■ Описание задания: Перепишите, пожалуйста, из фрагмента о центре пятой дистанции ниже отрывок, начиная со слов «В ЦЕНТРЕ ПЯТОЙ» и заканчивая словами «конечно, не заключенный.».

■ Фрагмент текста:

++++++++++++++++++++

- 238 -

В ЦЕНТРЕ ПЯТОЙ ДИСТАНЦИИ

 

Управление пятой дистанции пути находится в Хановее. Начальником здесь инженер Андреев. Говорят, очень толковый. Он, конечно, не заключенный.

Центр заключенных пятой дистанции в особом лагере — примерно в километре от города Хановея. Заключенные этого лагеря обслуживают пути по всей дистанции. Производитель работ службы пути по пятой дистанции и фактический начальник лагеря, куда я теперь попадаю, — инженер Перчиков, заключенный. Пожилой человек, инженер с большим опытом, хороший организатор. В лагере везде хороший порядок. Тут установилась, видно, какая-то по-своему нормальная, постоянная жизнь. В конторе, в амбулатории, в кухне, в небольшой местной больнице довольно много женщин. Часть из них — заключенные, часть — по вольному найму, из тех, у которых срок уже кончился. Обычно это жены тех заключенных, которые занимают какие-либо хозяйственные должности. Есть и особая трудовая колония женщин, но эти содержатся отдельно, они в центр не попадают.

++++++++++++++++++++

■ Листинг:
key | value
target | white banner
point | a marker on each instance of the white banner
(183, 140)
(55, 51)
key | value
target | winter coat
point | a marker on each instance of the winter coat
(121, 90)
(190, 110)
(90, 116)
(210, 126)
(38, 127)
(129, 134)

++++++++++++++++++++

■ Результат задания:
В ЦЕНТРЕ ПЯТОЙ ДИСТАНЦИИ

 

Управление пятой дистанции пути находится в Хановее. Начальником здесь инженер Андреев. Говорят, очень толковый. Он, конечно, не заключенный.